◆ FRAGMENTO SELECCIONADO
SANTIAGO GONZÁLEZ-EL MUNDO

Hace tiempo acuñé para Artur Mas el apodo de el increíble hombre menguante, homenaje a Jack Arnold, metáfora de sus resultados electorales y de la duración de sus legislaturas, cuatro en siete años. Su representación parlamentaria pasó de 62 a 50 escaños en 2012. En la de 2015 compareció junto a Esquerra en Junts pel Sí y perdieron nueve parlamentarios, de los 71 que sumaban a los 62 que obtuvieron en coalición.

También menguó el talento de los líderes, usemos el patrón de inteligencia que queramos. Mas venía muy justito, comparado con el padre fundador, un ladrón, pero con cabeza. Luego, su figura engrandeció al comparar su recuerdo con Puigdemont y la de este por contraste con Quim Torra, un tipo que asume paladinamente su papel de recadista. Mientras, CiU se descomponía, como después lo hizo la propia Convergència y los presidentes de la Generalidad empezaron a integrar en su proyecto a la oposición antisistema. Recordarán los lectores, y si no para eso estamos, que los indignados bloquearon la entrada a la cámara catalana y obligaron a Mas y a aquella tía que entonces la presidía, De Gispert, a sobrevolar el cordón con helicóptero para poder debatir los presupuestos. Aquello fue el embrión de la CUP, socio determinante desde entonces en la deriva golpista.

En este proceso, los gobernantes han abandonado toda responsabilidad con los intereses de los catalanes y solo han prestado atención a sus ensoñaciones y a sus paranoias por muy ridículas que fueran. La deuda de la Generalidad asciende a 72.000 millones, los servicios públicos han dejado de merecer atención, el Parlamento ha sido cerrado por la mayoría independentista a su voluntad y no ha aprobado una sola ley durante los once meses que han transcurrido de 2018. No hay quién dé más.

◆ TAREAS PROPUESTAS
• 1. Responde con datos del fragmento sobre Artur Mas:
(a) ¿Cuántos escaños obtuvo Junts pel Sí en las elecciones de 2015?
(b) ¿A cuánto asciende la deuda de la Generalidad?
(c) ¿Cómo pudieron Mas y De Gispert sortear el cordón de los indignados?
• 2. Continúa el fragmento sobre Artur Mas a partir de su última oración.
Los ítems no intervienen en este trabajo.

◆ ÍTEMS MOSTRADOS
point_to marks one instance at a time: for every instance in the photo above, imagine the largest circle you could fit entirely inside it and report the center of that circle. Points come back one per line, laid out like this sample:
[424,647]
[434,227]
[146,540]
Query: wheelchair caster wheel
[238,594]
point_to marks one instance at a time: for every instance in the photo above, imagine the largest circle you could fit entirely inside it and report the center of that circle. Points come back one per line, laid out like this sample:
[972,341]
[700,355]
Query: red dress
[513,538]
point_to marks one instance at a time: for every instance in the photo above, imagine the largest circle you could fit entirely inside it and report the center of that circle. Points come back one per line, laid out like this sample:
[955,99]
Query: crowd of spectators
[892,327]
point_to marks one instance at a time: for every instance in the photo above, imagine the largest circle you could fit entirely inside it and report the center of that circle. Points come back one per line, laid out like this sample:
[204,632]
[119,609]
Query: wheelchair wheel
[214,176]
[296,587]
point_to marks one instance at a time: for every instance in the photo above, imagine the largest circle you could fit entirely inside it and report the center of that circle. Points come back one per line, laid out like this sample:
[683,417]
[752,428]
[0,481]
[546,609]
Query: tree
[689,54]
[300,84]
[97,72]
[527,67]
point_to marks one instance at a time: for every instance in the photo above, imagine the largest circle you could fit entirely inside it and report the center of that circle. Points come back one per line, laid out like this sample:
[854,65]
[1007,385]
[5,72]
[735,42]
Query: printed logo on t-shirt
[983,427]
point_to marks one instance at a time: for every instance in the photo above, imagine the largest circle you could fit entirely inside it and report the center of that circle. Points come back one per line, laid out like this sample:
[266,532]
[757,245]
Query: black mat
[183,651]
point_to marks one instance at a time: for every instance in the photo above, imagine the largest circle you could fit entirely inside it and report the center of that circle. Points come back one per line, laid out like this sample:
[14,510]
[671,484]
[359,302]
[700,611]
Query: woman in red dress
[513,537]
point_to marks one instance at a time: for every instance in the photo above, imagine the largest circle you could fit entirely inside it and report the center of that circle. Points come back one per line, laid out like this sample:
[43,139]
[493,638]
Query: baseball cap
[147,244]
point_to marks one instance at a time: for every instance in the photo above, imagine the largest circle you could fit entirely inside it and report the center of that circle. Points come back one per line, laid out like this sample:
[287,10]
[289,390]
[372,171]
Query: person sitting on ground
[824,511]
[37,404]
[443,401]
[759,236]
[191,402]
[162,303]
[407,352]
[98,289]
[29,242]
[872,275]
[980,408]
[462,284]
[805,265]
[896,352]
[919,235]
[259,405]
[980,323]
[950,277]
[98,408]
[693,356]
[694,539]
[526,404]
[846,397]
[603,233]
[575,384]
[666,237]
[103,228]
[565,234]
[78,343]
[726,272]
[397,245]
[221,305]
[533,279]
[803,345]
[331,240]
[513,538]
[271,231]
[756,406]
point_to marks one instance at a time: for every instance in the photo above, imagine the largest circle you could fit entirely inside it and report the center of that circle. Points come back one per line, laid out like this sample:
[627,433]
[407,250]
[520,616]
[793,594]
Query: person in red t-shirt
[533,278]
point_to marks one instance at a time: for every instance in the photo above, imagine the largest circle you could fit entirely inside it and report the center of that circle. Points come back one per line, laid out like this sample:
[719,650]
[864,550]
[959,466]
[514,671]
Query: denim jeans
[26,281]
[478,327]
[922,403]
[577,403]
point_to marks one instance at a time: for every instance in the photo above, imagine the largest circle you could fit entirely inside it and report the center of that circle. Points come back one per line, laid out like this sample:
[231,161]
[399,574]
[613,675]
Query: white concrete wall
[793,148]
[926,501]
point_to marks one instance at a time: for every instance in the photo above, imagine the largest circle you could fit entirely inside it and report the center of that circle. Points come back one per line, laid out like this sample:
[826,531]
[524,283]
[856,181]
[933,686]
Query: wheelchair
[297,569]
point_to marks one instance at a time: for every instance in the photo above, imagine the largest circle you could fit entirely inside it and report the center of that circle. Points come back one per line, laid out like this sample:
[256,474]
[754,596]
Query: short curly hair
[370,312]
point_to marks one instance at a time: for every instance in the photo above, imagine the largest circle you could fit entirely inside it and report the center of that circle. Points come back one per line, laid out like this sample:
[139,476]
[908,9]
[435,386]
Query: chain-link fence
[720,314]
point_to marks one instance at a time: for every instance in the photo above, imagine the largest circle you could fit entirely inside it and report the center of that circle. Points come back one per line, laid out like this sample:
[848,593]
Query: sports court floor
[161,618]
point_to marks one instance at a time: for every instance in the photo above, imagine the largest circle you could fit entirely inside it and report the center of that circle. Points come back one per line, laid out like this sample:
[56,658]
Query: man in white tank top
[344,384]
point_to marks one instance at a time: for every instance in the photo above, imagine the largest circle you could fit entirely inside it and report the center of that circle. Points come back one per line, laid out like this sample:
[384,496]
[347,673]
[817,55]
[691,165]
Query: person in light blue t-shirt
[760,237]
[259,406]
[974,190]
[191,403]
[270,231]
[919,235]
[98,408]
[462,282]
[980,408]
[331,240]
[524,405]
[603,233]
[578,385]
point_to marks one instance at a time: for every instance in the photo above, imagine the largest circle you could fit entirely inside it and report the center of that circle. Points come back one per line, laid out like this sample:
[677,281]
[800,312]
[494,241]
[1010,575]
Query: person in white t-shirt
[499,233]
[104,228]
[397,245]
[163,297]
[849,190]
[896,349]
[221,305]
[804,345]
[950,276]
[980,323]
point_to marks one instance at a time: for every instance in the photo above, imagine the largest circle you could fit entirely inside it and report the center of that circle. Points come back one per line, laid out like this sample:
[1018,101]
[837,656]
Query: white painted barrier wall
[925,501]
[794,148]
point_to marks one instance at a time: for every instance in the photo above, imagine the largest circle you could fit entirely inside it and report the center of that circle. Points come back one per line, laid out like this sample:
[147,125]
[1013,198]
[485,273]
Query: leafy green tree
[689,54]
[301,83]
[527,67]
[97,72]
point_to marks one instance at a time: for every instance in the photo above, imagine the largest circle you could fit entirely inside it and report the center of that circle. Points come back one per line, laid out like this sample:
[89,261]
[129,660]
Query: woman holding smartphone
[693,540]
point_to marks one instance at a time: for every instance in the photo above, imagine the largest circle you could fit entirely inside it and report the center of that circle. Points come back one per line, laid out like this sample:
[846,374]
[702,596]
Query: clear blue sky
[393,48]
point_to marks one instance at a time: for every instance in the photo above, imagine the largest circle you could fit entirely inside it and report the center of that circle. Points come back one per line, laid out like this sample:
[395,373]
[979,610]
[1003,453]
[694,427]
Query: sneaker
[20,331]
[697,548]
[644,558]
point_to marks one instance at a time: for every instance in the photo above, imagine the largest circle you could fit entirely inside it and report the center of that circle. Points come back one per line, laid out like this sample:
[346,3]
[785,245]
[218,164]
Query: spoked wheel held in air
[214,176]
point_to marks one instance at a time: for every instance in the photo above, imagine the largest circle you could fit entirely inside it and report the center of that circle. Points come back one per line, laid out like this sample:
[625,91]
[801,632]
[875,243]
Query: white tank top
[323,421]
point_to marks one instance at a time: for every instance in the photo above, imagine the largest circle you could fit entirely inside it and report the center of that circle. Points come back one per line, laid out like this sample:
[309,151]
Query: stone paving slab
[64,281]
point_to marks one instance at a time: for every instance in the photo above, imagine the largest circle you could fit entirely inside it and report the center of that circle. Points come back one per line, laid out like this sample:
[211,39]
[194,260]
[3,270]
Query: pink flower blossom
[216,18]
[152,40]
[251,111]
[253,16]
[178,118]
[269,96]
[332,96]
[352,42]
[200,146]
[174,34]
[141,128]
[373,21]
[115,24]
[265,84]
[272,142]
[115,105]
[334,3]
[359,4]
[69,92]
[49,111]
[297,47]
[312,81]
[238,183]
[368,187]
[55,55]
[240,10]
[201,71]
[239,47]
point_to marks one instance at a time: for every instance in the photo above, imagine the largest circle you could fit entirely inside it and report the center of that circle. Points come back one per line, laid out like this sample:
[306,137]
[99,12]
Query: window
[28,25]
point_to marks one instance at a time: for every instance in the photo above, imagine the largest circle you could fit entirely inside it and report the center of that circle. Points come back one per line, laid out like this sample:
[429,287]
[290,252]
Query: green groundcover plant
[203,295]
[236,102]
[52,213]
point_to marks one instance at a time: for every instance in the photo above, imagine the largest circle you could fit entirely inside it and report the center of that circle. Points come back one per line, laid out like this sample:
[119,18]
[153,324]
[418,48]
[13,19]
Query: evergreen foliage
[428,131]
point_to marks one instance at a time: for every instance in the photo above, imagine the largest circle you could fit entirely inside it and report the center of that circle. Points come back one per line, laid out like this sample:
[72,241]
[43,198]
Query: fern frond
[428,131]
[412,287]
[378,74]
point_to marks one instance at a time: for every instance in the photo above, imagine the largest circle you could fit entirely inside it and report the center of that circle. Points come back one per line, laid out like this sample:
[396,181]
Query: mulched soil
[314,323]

◆ RESPUESTAS ESCRITAS
• 1.
(a) 62 escaños.
(b) A 72.000 millones.
(c) Sobrevolándolo en helicóptero.

• 2.
Los ciudadanos de Cataluña habían venido aceptando este estado de cosas con admirable paciencia. Hasta que abandonaron su posición pastueña el miércoles. Médicos y bomberos bloquearon el Parlamento en protesta contra los recortes y los estudiantes colapsaron varias universidades en protesta contra las tasas. Ayer siguieron las protestas y las movilizaciones contra los recortes que inició Mas, el condenado por malversador, y continuaron de forma mecánica sus sucesores, que nunca estuvieron interesados en administrar los asuntos de los catalanes.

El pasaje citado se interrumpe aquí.